--- begin INPUT RECORDS ---

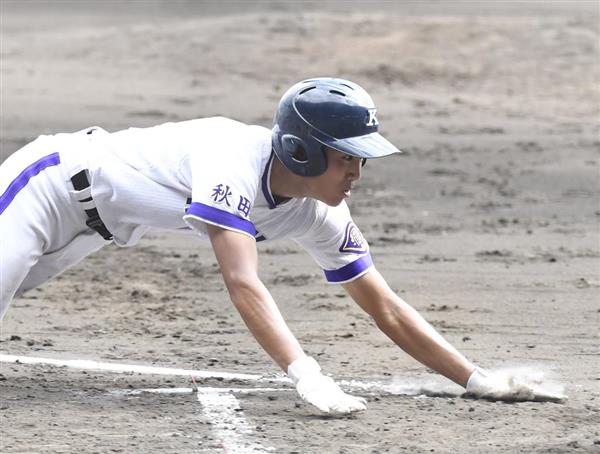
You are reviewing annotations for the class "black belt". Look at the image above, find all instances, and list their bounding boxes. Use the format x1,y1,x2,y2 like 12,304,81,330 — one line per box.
71,170,112,240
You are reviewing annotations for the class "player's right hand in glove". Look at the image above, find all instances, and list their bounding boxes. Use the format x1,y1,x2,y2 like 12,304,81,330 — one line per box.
288,356,367,414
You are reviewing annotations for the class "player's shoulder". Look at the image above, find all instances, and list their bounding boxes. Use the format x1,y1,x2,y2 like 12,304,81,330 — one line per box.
297,197,352,236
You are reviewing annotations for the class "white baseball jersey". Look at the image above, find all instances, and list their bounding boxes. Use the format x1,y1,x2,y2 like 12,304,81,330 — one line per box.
83,117,372,282
0,117,372,315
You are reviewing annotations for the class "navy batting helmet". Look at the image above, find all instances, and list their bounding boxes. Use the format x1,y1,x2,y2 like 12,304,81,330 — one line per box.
272,77,400,176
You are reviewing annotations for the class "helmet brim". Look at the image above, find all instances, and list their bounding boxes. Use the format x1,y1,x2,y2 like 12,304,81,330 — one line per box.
313,132,402,159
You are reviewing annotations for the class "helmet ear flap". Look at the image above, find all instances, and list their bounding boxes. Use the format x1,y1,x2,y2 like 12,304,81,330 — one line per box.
281,134,327,176
281,134,308,165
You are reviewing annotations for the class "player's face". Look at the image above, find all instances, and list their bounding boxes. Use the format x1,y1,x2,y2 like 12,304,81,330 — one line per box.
311,148,362,206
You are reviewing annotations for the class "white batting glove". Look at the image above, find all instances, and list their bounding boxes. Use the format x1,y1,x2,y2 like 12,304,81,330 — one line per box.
467,368,510,399
288,356,367,414
467,368,567,402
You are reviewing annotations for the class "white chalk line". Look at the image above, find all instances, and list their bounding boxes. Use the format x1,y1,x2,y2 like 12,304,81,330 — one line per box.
0,354,290,383
0,354,278,454
0,354,462,397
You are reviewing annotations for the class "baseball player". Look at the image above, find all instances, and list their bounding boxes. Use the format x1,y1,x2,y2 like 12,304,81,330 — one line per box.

--- end INPUT RECORDS ---

◆ **WRITTEN PROBLEM**:
Return every line of the data above that contains the string "baseball".

◆ **CORRECT RESPONSE**:
You are reviewing annotations for the class "white baseball jersey". Look at the image above, find all instances, and list their bounding boxes. Use the format x1,y1,x2,y2 like 12,304,81,330 — one line per box.
You are reviewing annotations for the class "baseball player". Look at the image above, find all instances, and list their bounding boxes. Use the format x1,y1,x2,y2 like 12,304,81,330 — one line per box.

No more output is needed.